### TAREFAS E EXERCÍCIOS
a – Liste os personagens que, segundo o trecho sobre Meteorango Kid, ficam sozinhos em um pequeno quarto e fumam um cigarro de maconha.
b – Continue o trecho sobre Meteorango Kid a partir da última frase apresentada.

---- TRECHO DO TEXTO

Quando sentei no auditório do CAHL(Centro de Artes Humanidades e Letras) da UFRB, vinte anos depois, para reviver essa experiência, havia me esquecido de boa parte do filme. Lembrava de seu começo, claro, com a imagem gratuitamente transgressora do Lula crucificado. Fingir-se de Cristo faz parte da iconografia dos marginalizados. Um transformista contorce seu corpo nu e mortificado sobre uma cruz colorida e ainda hoje fere suscetibilidades judaico-cristãs. Mas a cena que permaneceu em minha mente com tão cristalina insistência não foi exatamente essa. Aguardava com ansiedade o momento em que Lula, Caveira e seu amigo – que não é nomeado no filme – ficassem sozinhos em um pequeno quarto e fumassem um cigarro de maconha. Foi preciso que mais da terça parte do filme se passasse para o surgimento da minha sinédoque particular, pois todo o Meteorango Kid condensava-se neste núcleo dramatúrgico e sobrevivia somente para sua lembrança. Agora, me debruçava na cadeira de trás para ter uma visão de perfil daquele jovem cinéfilo que assistia uma obra inteira para guardar dela um simples resíduo, e tentava entender o porquê, os motivos por trás desse corte cujos resultados impediam o acesso a uma experiência na época sentida em sua totalidade.

--------
---- LISTA DE REGISTROS

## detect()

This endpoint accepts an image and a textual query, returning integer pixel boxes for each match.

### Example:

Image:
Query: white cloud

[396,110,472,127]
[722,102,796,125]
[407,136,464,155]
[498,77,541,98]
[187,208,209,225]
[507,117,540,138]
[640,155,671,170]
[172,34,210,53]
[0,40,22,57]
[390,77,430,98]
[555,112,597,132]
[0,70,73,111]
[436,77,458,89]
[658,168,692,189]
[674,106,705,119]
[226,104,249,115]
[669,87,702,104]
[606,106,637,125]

--------
---- LISTA DE REGISTROS

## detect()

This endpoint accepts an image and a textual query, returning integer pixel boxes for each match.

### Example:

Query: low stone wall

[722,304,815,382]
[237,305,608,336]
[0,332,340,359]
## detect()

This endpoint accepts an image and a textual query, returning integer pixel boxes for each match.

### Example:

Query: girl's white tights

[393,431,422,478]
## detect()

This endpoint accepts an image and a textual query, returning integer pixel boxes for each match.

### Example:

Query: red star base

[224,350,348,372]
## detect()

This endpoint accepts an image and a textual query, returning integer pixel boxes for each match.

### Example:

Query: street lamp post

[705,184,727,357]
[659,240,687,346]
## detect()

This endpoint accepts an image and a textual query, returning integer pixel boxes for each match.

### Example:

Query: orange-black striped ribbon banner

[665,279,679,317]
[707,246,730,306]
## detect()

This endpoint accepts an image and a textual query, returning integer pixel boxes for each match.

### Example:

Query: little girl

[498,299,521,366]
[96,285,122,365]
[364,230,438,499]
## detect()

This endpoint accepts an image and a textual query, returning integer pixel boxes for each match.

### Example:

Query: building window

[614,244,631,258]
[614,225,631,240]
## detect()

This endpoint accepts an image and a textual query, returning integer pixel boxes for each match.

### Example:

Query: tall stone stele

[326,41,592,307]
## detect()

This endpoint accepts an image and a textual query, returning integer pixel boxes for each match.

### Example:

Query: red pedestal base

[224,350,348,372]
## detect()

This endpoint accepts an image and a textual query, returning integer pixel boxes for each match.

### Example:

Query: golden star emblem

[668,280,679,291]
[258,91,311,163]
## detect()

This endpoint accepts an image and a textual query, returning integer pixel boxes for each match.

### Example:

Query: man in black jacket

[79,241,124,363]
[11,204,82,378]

--------

### RESPOSTAS DO EXERCÍCIO
a – Lula, Caveira e o amigo que não é nomeado no filme.

b –
Antes de continuar com essa minha pesquisa íntima gostaria de abrir um breve parêntese. Não quero aqui afirmar o primado de uma memória onde os mecanismos de seleção e exclusão ajam como a repescagem de “momentos sínteses” de experiências marcantes. Às vezes filmes completamente banais ocupam um espaço demasiado e obras significativas escondem-se atrás de entulhos e, por conta disso, corre-se o risco de não sobrar nenhum sinal de seu depósito. Todo esse processo envolvendo lembrança e esquecimento parece obedecer a uma estranha economia na qual a imagem não é medida exclusivamente por seu valor de utilidade. No entanto, por essas coincidências felizes da vida, o que minhas reminiscências retinham de Meteorango Kid também se ramificava a partir do ponto nevrálgico do drama. Quando revi o filme, entendi alguns elementos que desde aquela época me chamaram a atenção e se sedimentaram a ponto de constituir parte de meu imaginário cinematográfico.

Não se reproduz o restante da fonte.